▶ _Work request_: Return, from the lines below, each one that includes the word "palm".

Dataset records
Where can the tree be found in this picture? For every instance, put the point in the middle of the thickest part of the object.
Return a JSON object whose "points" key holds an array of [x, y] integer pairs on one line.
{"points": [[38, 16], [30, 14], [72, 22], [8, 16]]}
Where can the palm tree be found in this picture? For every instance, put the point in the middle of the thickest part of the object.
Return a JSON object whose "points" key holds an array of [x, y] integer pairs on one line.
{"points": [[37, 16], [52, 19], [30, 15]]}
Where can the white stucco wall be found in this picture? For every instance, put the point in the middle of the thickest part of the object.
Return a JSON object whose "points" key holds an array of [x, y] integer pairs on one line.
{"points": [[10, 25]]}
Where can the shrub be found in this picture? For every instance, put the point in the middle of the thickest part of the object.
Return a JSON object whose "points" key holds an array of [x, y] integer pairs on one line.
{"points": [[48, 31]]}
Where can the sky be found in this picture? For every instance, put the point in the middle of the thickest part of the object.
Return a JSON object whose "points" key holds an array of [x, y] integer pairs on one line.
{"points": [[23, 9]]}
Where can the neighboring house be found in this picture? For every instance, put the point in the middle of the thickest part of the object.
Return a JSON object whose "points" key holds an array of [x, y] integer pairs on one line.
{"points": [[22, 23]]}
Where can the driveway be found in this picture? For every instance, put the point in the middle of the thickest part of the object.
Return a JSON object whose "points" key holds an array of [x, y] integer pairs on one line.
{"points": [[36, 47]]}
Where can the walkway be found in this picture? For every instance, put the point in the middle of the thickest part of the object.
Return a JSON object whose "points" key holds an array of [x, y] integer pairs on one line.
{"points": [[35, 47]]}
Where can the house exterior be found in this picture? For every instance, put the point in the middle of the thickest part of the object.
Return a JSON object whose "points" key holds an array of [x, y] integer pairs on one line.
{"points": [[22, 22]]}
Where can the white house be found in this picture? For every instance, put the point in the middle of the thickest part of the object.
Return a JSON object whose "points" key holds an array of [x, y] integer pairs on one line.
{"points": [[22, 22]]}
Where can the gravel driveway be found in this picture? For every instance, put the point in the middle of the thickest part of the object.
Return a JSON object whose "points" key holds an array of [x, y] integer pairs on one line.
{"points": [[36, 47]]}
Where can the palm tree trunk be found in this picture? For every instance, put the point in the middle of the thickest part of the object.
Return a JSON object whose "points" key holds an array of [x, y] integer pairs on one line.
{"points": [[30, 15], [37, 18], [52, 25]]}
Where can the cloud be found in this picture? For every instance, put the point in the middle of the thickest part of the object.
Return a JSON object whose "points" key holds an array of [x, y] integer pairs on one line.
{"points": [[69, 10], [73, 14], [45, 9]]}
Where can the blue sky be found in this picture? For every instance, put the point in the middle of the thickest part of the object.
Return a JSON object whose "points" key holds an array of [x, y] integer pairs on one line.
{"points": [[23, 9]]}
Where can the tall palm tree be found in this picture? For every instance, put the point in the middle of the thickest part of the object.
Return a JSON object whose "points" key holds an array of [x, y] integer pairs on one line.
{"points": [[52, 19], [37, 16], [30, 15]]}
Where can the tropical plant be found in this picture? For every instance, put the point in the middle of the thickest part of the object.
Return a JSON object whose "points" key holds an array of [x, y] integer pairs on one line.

▶ _Exercise result_:
Where can the palm tree be found in this picture? For every instance, put the point in the middle of the thickest part of the object.
Where can the palm tree trunk be found in this picture? For every instance, put the point in the middle of the thickest part of the object.
Where can the tall palm tree be found in this picture? For every instance, put the point in the middle of the thickest part of the object.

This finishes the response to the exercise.